WHAT IS REQUIRED =>
When you reach the line containing "Determine, for each" in the data below, begin returning lines exactly as written, and stop once the line containing "240L259 258L176 278L89" has been returned.

MATERIAL PROVIDED =>

BEGIN

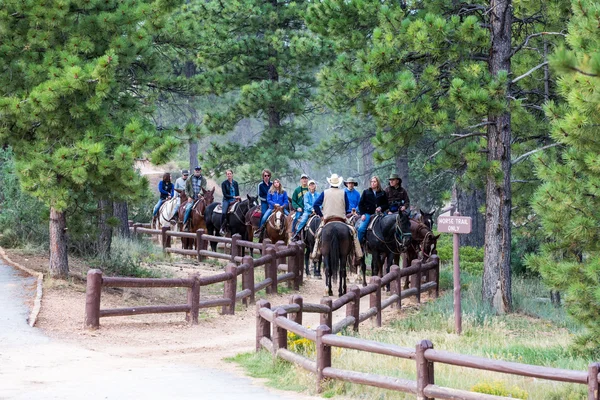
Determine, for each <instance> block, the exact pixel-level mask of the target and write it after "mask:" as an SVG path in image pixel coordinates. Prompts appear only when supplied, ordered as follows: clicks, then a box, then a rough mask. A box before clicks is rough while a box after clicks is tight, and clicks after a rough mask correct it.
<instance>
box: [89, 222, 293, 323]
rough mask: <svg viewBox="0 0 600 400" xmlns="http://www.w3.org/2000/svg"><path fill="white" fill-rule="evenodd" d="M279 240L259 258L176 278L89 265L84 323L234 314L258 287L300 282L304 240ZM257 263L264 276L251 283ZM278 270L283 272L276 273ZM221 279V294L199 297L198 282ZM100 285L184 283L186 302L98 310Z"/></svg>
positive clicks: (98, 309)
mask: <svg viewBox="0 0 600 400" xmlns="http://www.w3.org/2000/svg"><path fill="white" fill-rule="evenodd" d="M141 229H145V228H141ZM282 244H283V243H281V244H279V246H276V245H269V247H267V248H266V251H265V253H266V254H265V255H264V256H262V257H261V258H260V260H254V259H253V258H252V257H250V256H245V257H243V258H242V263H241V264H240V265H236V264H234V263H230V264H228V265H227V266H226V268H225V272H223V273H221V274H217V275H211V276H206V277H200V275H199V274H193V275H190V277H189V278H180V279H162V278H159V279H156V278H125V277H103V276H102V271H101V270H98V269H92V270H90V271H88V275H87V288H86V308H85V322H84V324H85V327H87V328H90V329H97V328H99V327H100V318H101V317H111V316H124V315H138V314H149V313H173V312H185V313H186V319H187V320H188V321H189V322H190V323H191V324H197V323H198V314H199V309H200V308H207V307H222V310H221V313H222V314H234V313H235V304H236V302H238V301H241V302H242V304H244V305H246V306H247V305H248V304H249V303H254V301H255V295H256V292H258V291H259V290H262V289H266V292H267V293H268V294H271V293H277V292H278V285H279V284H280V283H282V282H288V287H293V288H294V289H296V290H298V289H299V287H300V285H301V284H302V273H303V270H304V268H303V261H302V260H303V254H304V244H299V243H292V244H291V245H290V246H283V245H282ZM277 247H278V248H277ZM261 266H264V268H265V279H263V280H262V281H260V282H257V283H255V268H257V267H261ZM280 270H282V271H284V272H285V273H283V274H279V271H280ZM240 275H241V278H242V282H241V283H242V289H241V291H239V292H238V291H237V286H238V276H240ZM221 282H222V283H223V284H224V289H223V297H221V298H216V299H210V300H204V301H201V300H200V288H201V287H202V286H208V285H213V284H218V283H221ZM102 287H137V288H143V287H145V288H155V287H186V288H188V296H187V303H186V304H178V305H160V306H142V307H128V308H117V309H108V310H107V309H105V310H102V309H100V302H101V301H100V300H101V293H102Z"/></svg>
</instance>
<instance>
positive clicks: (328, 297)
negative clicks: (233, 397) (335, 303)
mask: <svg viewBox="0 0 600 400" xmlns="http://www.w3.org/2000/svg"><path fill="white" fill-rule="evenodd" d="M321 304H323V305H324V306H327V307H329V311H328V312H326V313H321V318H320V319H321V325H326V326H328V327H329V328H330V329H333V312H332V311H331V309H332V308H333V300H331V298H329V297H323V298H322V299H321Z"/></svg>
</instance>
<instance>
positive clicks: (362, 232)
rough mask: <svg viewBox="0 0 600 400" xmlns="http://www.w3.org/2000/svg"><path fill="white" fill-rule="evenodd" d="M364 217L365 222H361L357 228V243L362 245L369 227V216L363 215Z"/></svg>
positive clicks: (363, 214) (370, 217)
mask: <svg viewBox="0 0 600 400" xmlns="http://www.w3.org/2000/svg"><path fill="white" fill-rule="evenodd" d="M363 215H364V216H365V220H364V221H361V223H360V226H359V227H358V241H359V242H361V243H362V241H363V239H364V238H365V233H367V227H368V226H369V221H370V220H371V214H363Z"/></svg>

END
BEGIN

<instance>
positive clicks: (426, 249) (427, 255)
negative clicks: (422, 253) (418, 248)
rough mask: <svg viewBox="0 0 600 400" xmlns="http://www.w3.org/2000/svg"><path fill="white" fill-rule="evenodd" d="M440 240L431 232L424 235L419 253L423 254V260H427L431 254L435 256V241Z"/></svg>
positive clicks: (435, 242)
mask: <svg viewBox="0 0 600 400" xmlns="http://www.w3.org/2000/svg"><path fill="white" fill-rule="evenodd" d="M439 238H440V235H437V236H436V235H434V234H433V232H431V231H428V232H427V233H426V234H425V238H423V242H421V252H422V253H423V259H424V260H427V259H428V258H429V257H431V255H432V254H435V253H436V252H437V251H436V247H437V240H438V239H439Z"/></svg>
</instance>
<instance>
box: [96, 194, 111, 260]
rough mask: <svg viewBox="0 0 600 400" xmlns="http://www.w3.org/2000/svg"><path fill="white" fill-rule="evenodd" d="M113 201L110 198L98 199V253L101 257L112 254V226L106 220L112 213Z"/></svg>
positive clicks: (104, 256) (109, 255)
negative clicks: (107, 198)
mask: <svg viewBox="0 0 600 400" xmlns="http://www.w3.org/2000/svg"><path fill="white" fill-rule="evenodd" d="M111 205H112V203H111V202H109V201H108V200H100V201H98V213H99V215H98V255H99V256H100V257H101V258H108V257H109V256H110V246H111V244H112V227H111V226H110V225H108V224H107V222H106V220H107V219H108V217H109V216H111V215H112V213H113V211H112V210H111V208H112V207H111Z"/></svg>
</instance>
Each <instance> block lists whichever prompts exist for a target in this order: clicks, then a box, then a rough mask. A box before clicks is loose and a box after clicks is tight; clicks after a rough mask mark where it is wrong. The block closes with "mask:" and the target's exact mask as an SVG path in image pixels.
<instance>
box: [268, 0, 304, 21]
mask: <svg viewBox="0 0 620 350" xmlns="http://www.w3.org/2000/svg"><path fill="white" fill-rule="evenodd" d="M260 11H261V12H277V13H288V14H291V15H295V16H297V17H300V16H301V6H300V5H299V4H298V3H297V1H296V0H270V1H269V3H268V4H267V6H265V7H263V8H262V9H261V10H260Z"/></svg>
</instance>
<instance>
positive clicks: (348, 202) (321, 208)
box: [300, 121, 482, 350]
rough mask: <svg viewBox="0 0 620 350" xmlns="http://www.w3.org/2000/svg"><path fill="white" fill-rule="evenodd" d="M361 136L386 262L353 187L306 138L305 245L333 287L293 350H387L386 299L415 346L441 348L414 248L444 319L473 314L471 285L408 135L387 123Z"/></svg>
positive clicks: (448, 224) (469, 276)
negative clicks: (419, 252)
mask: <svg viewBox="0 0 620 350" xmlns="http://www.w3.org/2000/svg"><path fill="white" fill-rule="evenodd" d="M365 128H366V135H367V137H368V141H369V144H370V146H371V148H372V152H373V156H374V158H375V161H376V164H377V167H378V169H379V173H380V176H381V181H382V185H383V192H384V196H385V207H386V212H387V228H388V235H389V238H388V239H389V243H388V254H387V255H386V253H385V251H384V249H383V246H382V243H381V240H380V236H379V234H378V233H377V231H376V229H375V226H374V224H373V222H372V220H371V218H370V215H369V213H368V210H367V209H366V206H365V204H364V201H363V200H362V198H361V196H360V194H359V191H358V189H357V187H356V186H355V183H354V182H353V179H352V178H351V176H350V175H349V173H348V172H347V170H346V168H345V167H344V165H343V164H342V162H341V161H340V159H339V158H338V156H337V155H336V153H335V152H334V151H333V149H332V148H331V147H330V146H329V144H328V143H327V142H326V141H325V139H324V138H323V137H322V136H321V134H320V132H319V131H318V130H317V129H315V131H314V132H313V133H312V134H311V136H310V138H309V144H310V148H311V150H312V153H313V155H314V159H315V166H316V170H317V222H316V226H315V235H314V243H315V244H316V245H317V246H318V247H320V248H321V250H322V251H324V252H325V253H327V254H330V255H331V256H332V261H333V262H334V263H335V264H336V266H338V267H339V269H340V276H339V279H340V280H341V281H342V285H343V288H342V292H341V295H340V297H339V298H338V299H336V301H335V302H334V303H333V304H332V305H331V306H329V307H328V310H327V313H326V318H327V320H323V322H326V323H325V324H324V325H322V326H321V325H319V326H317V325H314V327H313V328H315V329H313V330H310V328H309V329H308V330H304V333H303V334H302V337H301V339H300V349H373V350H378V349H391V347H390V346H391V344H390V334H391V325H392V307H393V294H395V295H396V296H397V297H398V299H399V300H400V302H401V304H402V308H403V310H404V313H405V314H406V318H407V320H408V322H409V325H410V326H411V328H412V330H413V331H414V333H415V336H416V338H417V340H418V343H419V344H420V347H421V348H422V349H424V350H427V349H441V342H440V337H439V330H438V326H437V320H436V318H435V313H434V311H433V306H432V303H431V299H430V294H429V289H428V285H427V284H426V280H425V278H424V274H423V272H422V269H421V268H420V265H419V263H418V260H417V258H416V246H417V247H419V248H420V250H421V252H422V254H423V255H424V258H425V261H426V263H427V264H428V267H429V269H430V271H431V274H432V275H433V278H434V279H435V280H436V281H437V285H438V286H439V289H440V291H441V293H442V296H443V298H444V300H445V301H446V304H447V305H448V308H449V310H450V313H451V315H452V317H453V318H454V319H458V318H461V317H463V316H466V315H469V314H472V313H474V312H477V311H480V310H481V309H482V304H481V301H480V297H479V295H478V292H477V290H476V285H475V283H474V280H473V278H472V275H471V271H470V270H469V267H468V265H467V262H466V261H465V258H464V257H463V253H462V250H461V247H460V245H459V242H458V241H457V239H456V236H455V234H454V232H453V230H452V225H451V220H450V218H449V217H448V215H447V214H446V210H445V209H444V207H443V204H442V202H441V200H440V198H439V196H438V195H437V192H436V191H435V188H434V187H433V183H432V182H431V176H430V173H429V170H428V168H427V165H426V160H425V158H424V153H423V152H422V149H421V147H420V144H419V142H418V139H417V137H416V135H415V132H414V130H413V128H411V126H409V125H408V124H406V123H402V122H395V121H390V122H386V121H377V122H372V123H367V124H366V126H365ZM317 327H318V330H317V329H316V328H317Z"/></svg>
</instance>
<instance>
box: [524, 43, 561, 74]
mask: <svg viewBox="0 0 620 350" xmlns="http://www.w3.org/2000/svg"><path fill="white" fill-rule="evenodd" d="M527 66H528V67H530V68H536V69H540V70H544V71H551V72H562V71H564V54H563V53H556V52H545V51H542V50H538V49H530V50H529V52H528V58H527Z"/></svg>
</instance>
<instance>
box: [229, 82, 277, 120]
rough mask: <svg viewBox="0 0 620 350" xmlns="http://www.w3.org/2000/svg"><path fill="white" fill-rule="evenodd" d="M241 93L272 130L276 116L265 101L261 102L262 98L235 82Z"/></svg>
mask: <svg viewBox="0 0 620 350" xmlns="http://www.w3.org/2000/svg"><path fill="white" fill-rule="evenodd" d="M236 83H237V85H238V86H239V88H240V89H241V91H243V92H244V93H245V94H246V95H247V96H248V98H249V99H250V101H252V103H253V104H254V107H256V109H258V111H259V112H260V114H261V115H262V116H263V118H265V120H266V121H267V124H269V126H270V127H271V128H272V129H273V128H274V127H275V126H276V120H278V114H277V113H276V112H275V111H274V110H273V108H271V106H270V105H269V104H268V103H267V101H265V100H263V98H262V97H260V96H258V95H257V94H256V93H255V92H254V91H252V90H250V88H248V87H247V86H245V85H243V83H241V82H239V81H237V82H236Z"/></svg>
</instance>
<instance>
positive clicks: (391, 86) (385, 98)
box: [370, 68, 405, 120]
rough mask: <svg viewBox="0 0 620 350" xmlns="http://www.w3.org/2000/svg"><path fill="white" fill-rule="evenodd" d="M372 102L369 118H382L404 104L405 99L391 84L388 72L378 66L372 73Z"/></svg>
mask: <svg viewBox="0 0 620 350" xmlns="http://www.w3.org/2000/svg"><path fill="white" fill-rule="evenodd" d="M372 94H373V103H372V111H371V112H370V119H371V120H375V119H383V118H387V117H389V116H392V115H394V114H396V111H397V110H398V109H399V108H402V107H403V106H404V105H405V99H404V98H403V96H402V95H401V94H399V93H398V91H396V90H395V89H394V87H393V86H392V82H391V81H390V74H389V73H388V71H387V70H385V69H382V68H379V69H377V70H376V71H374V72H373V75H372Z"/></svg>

END
BEGIN

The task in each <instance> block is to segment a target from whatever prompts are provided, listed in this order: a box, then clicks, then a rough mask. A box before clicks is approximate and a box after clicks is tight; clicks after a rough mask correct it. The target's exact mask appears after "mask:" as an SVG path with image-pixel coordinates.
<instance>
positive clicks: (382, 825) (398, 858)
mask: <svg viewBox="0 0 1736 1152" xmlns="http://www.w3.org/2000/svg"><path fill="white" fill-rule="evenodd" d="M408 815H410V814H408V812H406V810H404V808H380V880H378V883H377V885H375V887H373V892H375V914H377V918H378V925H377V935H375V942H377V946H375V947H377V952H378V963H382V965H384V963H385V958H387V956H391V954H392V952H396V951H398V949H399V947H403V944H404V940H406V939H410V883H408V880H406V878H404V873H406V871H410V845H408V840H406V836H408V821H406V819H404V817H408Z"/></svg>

END

WRITTEN ANSWER =>
Determine, for each <instance> block, the exact pixel-level mask of the target and write it after "mask:" as an SVG path in image pixel coordinates. Prompts appear only when supplied, ordered as follows: clicks, then a box, then a rough mask. A box before clicks is rough while a box after clicks is tight, and clicks after a rough mask correct it.
<instance>
box: [89, 222, 293, 323]
rough mask: <svg viewBox="0 0 600 400" xmlns="http://www.w3.org/2000/svg"><path fill="white" fill-rule="evenodd" d="M279 240L259 258L176 278L89 265L84 323L234 314L258 287L300 282L304 240ZM257 263L264 276L251 283ZM278 270L283 272L276 273ZM221 279V294L199 297L198 282ZM100 285L184 283L186 302L98 310Z"/></svg>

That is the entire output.